The tasks -
• a. From the heat exchanger patent page, quote the text from "This invention relates" up to and including "aluminum heat exchangers.".
• b. What publication numbers does the heat exchanger patent page give under "Also published as"?

Excerpted passage -
--- Start ---

US20050016717A1

US20050016717A1 - Heat exchanger

Info

Publication number: US20050016717A1
Application number: US10/885,961
Authority: US
Inventors: Berhnhard Lamich; Viktor Brost
Original assignee: Modine Manufacturing Co
Current assignee: Modine Manufacturing Co
Priority date: 2003-07-22
Filing date: 2004-07-07
Publication date: 2005-01-27
Also published as: EP1500892A2; EP1500892A3; DE10333150A1

Abstract

An improved heat exchanger includes an integral side piece/end cap structure for closing the ends of tanks and providing a side piece for each side of the heat exchanger and includes connecting strands between an end cap section and a side piece section that are weak, allowing the breakage thereof prior to excessive thermal stresses being placed on tube to the header joints. Also disclosed is the use of clips on end cap section and/or tank ends together with a tab on the end cap section which may be used to self-fixture of the components during assembly.

Description

FIELD OF THE INVENTION

This invention relates to a heat exchanger, and more particularly, to a heat exchanger whose components are assembled to one another by soldering or brazing, for example, aluminum heat exchangers.

BACKGROUND OF THE INVENTION

Heat exchangers for vehicles as, for example, radiators or charge air coolers, conventionally include a plurality of parallel, spaced, flat tubes that extend between header plates with tube slots which sealingly receive the ends of the flat tubes. Serpentine fins are disposed between adjacent ones of the tubes and collecting tanks are assembled in sealed relation to header plates on sides thereof opposite the tubes. As is typical with the heat exchangers utilizing the serpentine fins, to facilitate assembly, side pieces are located along each side of the heat exchanger core and extend between corresponding ends of the two headers to sandwich a serpentine fin against an endmost tube in the core. Frequently, the heat exchangers are made from aluminum in which appropriate part surfaces are clad with a braze alloy to allow the components to be assembled together by a brazing process. It is likewise possible to make copper or copper/brass heat exchangers using solder in lieu of a braze alloy.

--- End ---

Available data -

--- Start ---

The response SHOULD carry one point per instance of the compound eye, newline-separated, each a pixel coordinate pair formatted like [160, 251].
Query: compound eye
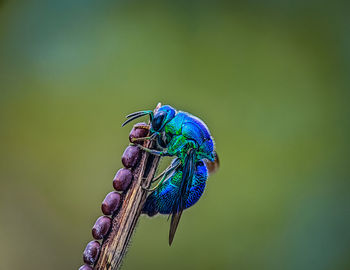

--- End ---

Solution set -
• a.
This invention relates to a heat exchanger, and more particularly, to a heat exchanger whose components are assembled to one another by soldering or brazing, for example, aluminum heat exchangers.

• b.
EP1500892A2
EP1500892A3
DE10333150A1